Location labeling records
Start

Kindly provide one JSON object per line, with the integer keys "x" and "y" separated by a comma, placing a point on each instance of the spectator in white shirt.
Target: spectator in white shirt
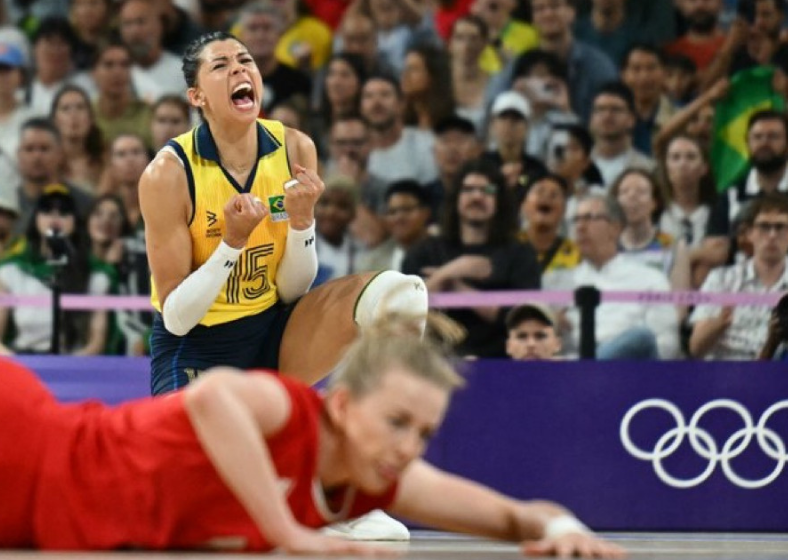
{"x": 612, "y": 123}
{"x": 155, "y": 72}
{"x": 53, "y": 45}
{"x": 398, "y": 151}
{"x": 623, "y": 330}
{"x": 738, "y": 333}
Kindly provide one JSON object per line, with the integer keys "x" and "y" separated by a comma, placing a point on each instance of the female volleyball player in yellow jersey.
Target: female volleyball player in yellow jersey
{"x": 229, "y": 227}
{"x": 229, "y": 224}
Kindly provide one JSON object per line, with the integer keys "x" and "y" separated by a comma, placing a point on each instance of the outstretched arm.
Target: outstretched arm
{"x": 430, "y": 496}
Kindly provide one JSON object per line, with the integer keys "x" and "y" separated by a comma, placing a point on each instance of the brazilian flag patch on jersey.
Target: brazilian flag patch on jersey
{"x": 276, "y": 204}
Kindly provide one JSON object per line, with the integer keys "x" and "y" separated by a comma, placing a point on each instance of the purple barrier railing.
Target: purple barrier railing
{"x": 647, "y": 446}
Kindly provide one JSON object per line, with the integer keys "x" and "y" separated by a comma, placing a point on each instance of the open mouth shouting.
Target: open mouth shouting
{"x": 242, "y": 96}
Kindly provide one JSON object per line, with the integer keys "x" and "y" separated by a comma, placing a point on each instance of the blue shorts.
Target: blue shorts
{"x": 246, "y": 343}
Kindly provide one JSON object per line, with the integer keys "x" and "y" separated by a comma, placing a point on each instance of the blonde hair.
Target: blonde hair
{"x": 394, "y": 343}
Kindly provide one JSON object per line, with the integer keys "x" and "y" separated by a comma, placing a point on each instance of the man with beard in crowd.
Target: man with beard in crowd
{"x": 703, "y": 38}
{"x": 767, "y": 143}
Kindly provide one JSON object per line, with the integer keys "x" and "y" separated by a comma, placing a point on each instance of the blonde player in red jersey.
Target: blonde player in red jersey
{"x": 255, "y": 462}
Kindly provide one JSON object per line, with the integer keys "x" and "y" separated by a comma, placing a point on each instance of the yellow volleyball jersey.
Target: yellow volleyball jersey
{"x": 251, "y": 287}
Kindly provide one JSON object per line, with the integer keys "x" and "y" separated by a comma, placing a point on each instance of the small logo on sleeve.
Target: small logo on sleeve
{"x": 276, "y": 204}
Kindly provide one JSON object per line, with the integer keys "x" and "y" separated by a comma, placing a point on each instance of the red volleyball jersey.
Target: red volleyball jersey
{"x": 137, "y": 476}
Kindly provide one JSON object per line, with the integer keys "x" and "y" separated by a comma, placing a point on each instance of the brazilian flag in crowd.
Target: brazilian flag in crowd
{"x": 750, "y": 90}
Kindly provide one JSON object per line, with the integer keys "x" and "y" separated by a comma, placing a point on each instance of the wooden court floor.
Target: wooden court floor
{"x": 441, "y": 546}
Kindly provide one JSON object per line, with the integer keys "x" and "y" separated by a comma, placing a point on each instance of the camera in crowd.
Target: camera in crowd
{"x": 780, "y": 313}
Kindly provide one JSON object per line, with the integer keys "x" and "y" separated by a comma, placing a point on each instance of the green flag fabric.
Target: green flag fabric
{"x": 750, "y": 91}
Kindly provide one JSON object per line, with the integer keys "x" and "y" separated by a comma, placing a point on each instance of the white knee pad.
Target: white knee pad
{"x": 392, "y": 292}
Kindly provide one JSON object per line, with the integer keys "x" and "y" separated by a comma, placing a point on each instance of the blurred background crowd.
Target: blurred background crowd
{"x": 482, "y": 144}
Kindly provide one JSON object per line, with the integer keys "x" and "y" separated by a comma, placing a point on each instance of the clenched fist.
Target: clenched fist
{"x": 242, "y": 213}
{"x": 301, "y": 197}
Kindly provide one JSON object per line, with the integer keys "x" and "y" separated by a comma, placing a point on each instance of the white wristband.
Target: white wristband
{"x": 298, "y": 267}
{"x": 562, "y": 525}
{"x": 188, "y": 303}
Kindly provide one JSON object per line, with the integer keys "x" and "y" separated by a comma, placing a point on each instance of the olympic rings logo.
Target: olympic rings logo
{"x": 704, "y": 444}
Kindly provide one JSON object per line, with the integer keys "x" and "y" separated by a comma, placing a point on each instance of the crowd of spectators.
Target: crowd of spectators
{"x": 482, "y": 144}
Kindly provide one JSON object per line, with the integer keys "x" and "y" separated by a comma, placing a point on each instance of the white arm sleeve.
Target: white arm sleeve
{"x": 187, "y": 304}
{"x": 298, "y": 267}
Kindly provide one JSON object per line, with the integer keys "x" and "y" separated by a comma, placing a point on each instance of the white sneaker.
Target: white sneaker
{"x": 374, "y": 526}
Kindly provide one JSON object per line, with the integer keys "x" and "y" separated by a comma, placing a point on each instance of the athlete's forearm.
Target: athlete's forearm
{"x": 298, "y": 267}
{"x": 188, "y": 303}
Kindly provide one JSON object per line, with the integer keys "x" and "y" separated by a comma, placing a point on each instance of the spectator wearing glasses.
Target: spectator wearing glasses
{"x": 475, "y": 252}
{"x": 631, "y": 331}
{"x": 739, "y": 333}
{"x": 767, "y": 144}
{"x": 348, "y": 149}
{"x": 406, "y": 220}
{"x": 612, "y": 125}
{"x": 509, "y": 123}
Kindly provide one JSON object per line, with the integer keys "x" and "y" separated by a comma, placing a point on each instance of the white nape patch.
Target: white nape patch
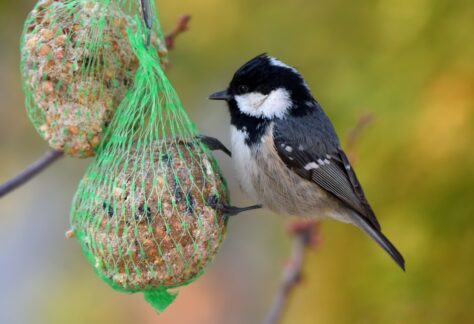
{"x": 323, "y": 162}
{"x": 311, "y": 166}
{"x": 275, "y": 62}
{"x": 274, "y": 104}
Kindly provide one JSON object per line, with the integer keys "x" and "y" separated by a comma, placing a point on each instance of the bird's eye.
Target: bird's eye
{"x": 243, "y": 88}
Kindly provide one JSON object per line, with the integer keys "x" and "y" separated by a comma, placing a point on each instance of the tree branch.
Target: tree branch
{"x": 36, "y": 167}
{"x": 306, "y": 235}
{"x": 51, "y": 156}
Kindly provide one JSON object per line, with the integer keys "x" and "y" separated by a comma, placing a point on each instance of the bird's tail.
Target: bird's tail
{"x": 381, "y": 240}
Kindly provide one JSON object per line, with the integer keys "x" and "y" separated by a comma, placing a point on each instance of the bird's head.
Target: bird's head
{"x": 264, "y": 88}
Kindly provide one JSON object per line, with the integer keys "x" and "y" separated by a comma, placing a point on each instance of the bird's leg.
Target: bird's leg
{"x": 214, "y": 144}
{"x": 230, "y": 210}
{"x": 147, "y": 18}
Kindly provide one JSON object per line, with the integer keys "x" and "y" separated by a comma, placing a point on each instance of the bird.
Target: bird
{"x": 286, "y": 152}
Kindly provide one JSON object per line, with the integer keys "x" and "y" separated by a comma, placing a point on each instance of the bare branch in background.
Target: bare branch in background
{"x": 354, "y": 134}
{"x": 306, "y": 235}
{"x": 182, "y": 25}
{"x": 36, "y": 167}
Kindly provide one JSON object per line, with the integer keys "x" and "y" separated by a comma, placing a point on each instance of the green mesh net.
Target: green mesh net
{"x": 143, "y": 211}
{"x": 77, "y": 65}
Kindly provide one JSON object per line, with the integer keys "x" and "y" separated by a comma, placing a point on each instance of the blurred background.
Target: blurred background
{"x": 410, "y": 63}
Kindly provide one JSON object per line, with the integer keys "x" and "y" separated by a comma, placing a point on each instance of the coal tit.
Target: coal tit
{"x": 286, "y": 152}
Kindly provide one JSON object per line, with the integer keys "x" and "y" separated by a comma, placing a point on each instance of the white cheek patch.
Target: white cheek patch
{"x": 274, "y": 104}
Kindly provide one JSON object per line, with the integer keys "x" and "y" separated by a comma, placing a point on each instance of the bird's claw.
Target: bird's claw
{"x": 231, "y": 210}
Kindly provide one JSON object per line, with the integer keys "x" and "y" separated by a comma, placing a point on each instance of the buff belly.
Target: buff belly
{"x": 264, "y": 177}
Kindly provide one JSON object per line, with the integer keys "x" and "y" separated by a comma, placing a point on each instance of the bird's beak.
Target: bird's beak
{"x": 220, "y": 95}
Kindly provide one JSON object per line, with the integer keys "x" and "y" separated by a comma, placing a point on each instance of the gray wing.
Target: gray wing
{"x": 309, "y": 146}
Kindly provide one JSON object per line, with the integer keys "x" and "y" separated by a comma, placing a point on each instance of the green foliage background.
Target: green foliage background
{"x": 408, "y": 62}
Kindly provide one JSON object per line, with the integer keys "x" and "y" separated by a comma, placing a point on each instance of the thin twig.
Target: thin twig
{"x": 354, "y": 134}
{"x": 36, "y": 167}
{"x": 306, "y": 234}
{"x": 181, "y": 26}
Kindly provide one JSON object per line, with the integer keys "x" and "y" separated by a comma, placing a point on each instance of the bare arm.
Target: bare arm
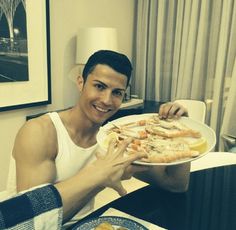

End

- What you should do -
Which lines in the items above contain the word "tree"? Copy each of them, treating uppercase and lowercase as different.

- Written response -
Kindly provide one JSON object per line, with the integer keys "x" and "y" separated by a comma, placing a point on each instance of the tree branch.
Target: tree branch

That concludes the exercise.